Instructions to follow
Reproduce exactly the lines from the one containing "black jacket in the photo above." through the last line of the data, both ends included.

** BEGIN Items **

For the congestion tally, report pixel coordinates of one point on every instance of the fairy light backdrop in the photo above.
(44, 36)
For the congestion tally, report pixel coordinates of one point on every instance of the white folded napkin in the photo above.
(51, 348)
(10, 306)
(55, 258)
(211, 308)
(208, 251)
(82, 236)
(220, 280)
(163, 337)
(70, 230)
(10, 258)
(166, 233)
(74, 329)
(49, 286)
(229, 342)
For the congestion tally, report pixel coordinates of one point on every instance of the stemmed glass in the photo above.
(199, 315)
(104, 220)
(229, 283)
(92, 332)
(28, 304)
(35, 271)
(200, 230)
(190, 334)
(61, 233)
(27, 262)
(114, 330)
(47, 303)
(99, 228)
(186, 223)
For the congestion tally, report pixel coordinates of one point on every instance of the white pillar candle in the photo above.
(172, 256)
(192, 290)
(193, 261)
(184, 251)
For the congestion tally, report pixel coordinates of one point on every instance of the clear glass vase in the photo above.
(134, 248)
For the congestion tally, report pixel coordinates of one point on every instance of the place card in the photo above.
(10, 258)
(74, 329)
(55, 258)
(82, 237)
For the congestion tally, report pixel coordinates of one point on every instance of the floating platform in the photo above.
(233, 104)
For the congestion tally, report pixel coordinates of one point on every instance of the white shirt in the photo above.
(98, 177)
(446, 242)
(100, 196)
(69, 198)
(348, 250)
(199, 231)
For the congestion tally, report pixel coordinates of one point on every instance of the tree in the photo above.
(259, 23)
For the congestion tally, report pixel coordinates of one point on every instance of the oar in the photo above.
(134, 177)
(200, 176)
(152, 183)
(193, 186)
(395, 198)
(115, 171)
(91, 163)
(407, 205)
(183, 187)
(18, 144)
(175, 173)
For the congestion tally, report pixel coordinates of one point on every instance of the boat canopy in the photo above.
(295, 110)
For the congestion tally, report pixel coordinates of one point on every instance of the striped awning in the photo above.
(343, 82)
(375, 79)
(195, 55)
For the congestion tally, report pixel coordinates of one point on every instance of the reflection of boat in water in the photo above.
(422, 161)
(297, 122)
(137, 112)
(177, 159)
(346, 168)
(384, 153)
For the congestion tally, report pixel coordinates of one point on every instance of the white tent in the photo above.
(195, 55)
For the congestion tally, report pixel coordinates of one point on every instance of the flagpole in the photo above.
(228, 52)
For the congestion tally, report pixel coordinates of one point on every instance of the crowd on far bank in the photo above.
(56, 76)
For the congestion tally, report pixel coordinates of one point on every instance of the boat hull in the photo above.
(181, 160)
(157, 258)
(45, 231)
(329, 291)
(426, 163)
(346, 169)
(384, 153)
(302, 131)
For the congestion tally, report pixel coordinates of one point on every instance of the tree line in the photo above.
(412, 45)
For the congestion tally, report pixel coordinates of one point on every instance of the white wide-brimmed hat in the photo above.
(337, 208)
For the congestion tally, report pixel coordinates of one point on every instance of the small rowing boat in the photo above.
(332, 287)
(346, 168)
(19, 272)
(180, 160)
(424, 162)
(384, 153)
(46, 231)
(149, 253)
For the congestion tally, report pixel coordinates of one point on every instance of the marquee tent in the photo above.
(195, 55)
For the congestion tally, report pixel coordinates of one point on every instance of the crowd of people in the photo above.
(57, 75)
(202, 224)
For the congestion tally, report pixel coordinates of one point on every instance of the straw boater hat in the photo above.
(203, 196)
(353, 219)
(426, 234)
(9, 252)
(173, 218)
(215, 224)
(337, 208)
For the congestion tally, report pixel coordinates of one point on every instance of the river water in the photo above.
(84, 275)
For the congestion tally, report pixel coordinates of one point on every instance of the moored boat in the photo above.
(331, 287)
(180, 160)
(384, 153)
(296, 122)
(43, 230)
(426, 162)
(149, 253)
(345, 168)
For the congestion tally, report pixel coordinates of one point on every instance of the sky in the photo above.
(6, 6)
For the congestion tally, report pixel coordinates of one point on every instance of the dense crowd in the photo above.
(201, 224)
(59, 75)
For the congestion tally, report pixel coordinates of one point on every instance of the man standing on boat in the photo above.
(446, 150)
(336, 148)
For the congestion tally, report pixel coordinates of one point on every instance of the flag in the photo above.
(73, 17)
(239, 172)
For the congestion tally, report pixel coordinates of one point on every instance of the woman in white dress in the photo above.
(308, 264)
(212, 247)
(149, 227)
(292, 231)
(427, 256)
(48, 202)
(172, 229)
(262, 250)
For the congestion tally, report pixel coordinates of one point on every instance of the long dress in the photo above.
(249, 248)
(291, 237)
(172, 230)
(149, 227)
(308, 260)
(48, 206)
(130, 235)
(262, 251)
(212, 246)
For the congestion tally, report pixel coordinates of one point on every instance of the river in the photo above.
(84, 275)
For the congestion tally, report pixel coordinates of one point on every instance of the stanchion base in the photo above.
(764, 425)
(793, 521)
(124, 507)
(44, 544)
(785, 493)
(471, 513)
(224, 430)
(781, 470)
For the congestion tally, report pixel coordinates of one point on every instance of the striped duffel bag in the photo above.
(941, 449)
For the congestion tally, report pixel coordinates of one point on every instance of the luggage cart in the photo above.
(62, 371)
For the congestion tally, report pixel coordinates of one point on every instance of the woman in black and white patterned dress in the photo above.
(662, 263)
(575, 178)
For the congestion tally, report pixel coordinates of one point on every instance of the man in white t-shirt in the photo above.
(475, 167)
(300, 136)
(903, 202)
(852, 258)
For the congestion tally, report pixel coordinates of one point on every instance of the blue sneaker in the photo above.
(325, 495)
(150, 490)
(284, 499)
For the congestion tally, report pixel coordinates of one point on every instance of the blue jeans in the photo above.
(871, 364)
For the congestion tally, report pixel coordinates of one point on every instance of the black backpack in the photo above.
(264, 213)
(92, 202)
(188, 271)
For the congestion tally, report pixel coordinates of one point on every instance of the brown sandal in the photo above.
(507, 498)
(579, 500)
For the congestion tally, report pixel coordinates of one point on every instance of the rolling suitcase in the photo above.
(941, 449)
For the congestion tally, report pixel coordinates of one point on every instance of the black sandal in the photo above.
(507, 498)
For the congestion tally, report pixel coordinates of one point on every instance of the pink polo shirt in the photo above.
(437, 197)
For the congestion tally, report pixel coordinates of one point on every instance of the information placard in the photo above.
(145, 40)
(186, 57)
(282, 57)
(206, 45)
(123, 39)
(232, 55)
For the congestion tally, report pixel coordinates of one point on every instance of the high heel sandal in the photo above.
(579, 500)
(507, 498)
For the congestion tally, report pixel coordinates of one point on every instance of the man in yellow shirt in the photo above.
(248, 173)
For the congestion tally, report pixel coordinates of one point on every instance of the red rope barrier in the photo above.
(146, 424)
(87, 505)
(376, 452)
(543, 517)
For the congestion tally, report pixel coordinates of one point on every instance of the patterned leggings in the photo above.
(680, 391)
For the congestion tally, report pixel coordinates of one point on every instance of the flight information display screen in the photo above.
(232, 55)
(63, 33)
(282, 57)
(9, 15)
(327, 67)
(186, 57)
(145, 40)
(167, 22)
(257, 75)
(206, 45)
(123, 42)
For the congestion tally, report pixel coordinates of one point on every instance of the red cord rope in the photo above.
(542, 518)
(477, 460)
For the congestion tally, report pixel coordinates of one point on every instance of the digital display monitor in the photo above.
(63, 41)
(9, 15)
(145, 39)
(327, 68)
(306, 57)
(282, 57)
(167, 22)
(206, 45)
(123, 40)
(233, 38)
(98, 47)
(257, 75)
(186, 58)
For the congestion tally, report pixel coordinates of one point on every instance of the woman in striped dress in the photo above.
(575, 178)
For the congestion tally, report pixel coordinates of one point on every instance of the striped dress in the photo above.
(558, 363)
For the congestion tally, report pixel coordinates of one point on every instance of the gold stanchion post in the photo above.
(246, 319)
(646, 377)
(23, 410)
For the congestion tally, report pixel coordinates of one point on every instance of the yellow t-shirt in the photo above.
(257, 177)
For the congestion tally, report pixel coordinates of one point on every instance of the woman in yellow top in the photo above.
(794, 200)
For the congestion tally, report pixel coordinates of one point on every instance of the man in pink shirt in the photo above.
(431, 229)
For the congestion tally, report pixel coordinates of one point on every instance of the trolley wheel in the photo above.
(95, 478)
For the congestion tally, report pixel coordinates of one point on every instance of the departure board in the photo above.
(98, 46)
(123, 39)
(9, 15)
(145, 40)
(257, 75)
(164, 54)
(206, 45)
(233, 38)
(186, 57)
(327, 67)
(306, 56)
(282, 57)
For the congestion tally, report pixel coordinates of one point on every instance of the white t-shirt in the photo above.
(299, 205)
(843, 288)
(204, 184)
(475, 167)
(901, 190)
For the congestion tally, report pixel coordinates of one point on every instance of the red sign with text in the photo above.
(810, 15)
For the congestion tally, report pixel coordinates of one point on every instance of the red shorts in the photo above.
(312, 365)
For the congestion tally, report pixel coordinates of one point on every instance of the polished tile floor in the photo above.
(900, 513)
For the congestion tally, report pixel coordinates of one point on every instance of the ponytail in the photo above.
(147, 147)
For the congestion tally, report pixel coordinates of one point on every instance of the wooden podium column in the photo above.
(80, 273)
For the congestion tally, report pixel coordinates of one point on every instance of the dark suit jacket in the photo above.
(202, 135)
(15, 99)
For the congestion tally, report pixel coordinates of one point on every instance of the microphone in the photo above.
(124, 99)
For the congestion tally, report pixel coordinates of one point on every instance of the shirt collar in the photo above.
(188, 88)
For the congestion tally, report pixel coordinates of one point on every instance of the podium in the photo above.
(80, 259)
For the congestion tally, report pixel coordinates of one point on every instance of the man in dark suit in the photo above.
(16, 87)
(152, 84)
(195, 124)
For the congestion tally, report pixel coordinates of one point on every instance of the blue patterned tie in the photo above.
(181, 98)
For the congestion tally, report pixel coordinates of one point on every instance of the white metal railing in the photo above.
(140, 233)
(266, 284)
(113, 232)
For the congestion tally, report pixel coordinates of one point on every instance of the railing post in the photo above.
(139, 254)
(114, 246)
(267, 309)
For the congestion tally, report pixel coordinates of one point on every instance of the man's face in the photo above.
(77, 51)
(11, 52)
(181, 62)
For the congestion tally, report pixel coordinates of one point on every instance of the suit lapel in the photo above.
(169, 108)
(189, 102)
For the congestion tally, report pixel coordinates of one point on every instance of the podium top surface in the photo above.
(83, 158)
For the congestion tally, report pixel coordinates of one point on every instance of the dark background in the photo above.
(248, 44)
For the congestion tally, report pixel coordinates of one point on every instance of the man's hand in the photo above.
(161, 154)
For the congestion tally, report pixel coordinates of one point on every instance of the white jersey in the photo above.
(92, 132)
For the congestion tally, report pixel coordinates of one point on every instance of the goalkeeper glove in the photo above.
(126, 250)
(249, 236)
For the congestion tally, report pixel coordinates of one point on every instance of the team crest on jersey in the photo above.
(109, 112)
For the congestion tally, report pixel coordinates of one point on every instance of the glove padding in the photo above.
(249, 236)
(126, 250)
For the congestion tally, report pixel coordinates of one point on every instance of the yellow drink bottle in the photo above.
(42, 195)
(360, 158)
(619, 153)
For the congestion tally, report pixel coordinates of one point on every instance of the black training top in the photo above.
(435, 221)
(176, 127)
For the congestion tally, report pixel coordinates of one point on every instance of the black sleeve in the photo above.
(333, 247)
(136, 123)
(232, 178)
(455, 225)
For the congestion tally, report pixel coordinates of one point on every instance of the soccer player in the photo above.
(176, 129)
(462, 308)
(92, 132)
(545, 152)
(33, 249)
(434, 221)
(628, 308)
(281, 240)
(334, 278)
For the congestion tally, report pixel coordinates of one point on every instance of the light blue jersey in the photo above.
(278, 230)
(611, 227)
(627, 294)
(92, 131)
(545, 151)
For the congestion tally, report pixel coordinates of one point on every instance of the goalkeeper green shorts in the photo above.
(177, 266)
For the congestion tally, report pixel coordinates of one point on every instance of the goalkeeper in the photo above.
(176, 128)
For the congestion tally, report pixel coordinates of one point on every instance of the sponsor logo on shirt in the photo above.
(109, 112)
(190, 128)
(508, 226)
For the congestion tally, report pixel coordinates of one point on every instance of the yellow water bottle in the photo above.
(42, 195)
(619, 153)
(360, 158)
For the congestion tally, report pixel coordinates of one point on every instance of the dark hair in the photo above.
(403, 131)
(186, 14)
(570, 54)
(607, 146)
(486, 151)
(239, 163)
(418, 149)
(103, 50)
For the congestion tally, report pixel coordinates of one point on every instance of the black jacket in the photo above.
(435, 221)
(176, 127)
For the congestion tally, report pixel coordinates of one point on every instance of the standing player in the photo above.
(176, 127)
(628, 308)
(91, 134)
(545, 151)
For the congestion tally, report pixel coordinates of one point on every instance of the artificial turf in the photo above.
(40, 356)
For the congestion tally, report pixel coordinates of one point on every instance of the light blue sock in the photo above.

** END Items **

Correct answer
For the congestion tally, report pixel coordinates of one point on every instance of the black jacket in the photo above.
(435, 221)
(176, 127)
For the congestion tally, report pixel coordinates of one point on every instance of the standing player in the photo above.
(176, 127)
(628, 308)
(91, 134)
(545, 151)
For the congestion tally, report pixel coordinates of one point on every instance of the artificial turf in the photo above.
(40, 356)
For the congestion tally, report pixel coordinates of one point on every instance of the light blue sock in the photo above.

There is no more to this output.